▸ What this task involves
Nothing should be output except the lines from the top of the material below through the line that contains "the man's lips", each exactly as written.

▸ Data extracts
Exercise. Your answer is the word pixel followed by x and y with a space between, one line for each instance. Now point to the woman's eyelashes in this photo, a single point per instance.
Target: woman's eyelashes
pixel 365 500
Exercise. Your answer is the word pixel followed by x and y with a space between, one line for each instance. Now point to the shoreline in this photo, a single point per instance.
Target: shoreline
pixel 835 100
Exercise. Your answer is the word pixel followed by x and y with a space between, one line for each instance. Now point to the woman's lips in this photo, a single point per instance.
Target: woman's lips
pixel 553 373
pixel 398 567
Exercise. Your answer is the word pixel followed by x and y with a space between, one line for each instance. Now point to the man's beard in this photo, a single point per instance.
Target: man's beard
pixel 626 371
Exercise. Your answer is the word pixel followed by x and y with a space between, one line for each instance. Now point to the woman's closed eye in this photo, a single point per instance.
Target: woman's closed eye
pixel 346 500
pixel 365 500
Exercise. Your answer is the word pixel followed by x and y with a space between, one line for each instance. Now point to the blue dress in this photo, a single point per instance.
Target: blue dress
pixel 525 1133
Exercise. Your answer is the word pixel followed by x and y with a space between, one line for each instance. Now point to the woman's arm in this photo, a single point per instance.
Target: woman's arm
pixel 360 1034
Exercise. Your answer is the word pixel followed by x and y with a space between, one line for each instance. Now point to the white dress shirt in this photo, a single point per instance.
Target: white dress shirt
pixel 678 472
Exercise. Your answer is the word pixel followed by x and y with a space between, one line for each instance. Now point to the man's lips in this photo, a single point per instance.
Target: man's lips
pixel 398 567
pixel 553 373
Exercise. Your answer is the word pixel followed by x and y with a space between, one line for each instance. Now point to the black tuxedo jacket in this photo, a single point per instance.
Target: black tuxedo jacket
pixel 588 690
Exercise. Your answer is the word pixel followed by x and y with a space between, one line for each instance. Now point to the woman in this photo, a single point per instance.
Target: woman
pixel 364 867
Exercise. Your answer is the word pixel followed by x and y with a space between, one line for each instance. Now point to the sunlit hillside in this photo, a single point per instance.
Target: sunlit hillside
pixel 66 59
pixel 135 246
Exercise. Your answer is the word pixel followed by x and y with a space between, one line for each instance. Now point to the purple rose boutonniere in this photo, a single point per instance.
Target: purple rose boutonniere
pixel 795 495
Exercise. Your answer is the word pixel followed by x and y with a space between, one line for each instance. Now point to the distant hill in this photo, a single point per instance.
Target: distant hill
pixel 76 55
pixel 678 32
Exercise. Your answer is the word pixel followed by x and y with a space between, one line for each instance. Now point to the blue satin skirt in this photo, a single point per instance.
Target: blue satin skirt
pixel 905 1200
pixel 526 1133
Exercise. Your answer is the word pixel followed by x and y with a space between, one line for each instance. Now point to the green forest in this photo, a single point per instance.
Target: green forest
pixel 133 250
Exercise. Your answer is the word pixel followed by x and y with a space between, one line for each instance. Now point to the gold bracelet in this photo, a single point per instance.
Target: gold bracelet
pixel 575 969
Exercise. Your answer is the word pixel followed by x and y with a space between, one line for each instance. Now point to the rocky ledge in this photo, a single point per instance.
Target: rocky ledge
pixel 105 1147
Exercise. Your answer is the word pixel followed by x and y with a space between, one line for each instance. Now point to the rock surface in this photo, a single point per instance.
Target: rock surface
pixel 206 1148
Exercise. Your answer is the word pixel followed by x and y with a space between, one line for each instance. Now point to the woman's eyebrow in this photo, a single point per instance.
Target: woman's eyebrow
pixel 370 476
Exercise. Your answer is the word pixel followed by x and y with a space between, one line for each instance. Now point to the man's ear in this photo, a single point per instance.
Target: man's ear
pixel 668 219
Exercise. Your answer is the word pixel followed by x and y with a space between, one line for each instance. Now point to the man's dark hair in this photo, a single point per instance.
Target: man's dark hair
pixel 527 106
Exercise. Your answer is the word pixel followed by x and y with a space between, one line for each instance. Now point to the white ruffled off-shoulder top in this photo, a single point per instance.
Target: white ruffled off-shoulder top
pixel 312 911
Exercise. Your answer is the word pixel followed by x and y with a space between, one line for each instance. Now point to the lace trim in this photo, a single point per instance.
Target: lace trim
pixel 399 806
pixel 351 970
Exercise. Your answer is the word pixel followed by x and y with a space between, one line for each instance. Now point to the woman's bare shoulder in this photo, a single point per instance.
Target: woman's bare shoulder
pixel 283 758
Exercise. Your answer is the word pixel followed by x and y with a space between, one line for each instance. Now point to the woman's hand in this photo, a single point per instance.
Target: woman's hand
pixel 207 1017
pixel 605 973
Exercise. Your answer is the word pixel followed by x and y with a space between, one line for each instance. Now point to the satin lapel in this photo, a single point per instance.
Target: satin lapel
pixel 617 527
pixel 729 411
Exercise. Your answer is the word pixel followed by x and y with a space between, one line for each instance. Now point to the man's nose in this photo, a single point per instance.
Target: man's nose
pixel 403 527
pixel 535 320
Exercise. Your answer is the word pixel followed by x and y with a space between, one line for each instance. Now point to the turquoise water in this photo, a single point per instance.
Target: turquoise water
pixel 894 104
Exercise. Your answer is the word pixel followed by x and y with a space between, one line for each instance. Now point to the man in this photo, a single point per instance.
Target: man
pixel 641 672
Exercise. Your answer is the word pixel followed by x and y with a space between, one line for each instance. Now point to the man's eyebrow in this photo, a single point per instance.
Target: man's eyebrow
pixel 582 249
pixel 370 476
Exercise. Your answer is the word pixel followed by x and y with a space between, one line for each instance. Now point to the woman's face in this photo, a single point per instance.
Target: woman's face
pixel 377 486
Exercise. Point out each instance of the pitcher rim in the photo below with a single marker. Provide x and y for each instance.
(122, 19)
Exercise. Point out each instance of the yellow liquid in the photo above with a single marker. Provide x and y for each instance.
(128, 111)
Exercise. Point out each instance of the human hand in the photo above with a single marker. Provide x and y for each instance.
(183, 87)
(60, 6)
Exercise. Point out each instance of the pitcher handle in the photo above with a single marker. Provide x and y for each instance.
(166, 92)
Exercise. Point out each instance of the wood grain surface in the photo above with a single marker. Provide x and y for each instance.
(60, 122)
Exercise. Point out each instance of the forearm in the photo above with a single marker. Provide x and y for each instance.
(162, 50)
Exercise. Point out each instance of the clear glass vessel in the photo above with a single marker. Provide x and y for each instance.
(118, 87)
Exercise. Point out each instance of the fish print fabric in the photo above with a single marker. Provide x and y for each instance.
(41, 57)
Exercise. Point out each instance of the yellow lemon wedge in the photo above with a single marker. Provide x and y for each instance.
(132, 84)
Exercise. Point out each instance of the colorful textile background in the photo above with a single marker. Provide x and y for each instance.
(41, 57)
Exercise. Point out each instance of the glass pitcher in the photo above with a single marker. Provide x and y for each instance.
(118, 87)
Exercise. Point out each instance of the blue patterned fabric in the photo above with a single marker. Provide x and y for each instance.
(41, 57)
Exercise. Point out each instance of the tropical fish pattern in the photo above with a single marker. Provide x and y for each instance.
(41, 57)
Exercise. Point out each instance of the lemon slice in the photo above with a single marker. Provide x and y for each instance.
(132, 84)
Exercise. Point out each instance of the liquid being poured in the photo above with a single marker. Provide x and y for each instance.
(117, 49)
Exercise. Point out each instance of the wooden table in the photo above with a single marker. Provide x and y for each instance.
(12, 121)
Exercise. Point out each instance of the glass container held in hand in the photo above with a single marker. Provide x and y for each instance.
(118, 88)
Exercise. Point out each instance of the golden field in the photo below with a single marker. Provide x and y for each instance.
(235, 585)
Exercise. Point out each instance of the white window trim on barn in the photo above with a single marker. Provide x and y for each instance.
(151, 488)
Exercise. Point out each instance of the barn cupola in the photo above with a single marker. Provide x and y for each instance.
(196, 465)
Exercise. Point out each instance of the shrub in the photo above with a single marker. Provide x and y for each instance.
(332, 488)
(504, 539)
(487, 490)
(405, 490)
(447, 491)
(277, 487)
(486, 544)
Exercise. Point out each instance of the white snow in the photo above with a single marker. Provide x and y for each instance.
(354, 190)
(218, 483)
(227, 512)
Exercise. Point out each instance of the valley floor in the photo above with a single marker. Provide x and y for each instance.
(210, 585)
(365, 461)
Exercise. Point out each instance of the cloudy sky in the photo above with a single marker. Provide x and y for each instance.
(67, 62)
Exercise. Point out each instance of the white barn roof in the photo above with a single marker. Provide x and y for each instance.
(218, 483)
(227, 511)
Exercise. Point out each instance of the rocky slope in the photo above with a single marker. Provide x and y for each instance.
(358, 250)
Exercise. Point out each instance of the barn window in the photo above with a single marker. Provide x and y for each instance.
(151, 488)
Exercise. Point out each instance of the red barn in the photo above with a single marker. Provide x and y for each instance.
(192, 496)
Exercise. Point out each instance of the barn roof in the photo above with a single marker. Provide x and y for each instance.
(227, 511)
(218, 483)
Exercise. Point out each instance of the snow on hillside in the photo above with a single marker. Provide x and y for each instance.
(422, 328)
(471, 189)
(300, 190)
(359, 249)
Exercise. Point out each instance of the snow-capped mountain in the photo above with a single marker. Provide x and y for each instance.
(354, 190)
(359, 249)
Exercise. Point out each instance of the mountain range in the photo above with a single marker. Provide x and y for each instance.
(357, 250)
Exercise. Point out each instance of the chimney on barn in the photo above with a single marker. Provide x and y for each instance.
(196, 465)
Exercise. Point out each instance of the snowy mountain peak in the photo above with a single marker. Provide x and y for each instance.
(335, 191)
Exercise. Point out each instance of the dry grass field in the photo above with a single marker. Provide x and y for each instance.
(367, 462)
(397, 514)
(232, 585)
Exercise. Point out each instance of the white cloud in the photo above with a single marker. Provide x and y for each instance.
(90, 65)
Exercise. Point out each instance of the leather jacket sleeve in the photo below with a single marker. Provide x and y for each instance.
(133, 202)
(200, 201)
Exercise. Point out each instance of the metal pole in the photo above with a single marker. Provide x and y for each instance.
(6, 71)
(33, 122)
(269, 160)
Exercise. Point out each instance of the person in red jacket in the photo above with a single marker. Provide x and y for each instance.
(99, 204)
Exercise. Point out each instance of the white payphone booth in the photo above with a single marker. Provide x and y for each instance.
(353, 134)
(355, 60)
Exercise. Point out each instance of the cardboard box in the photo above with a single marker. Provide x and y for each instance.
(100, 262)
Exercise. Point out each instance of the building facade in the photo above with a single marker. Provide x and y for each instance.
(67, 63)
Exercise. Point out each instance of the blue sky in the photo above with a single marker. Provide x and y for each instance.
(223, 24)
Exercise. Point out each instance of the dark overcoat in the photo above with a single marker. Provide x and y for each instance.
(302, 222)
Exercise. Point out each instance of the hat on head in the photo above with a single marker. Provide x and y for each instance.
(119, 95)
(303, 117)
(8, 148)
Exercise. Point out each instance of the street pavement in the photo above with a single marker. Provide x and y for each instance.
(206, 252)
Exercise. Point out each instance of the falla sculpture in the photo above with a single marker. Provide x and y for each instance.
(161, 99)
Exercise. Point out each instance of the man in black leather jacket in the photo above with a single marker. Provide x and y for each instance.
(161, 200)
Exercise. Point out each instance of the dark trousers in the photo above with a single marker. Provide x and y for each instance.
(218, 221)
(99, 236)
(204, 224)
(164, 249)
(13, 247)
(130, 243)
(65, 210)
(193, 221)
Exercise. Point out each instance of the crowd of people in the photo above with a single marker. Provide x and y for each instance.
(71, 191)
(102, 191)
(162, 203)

▸ Your response
Exercise. Your answer is the word pixel followed by x and y with a space between, one line for each instance. Now point to the woman's eyelashes in this photo, a single point per instance.
Target: woman's eyelashes
pixel 365 500
Exercise. Your answer is the word pixel followed by x and y with a space between, one line for each instance. Now point to the shoreline in this photo, a single point per instance.
Target: shoreline
pixel 835 100
Exercise. Your answer is the word pixel followed by x and y with a space between, one line for each instance. Now point to the woman's lips in this photo, a single point per instance.
Target: woman's lips
pixel 553 373
pixel 398 567
Exercise. Your answer is the word pixel followed by x and y with a space between, one line for each instance. Now point to the man's beard in this photo, a single point per instance.
Target: man's beard
pixel 626 371
Exercise. Your answer is the word pixel followed by x and y with a space between, one line for each instance. Now point to the woman's closed eye in this photo, a single point per instance.
Target: woman's closed eye
pixel 346 500
pixel 365 500
Exercise. Your answer is the word pixel followed by x and y with a space between, one line for each instance. Now point to the blue dress in this photo, a single point per instance.
Target: blue dress
pixel 525 1133
Exercise. Your answer is the word pixel followed by x and y with a space between, one line for each instance. Now point to the woman's arm in this photo, a single point per instance.
Target: woman's arm
pixel 360 1034
Exercise. Your answer is the word pixel followed by x and y with a space between, one line for each instance. Now point to the white dress shirt in this photo, a single point per instance.
Target: white dress shirt
pixel 678 472
Exercise. Your answer is the word pixel followed by x and y with a space between, one line for each instance. Now point to the man's lips in this photo, a single point per instance.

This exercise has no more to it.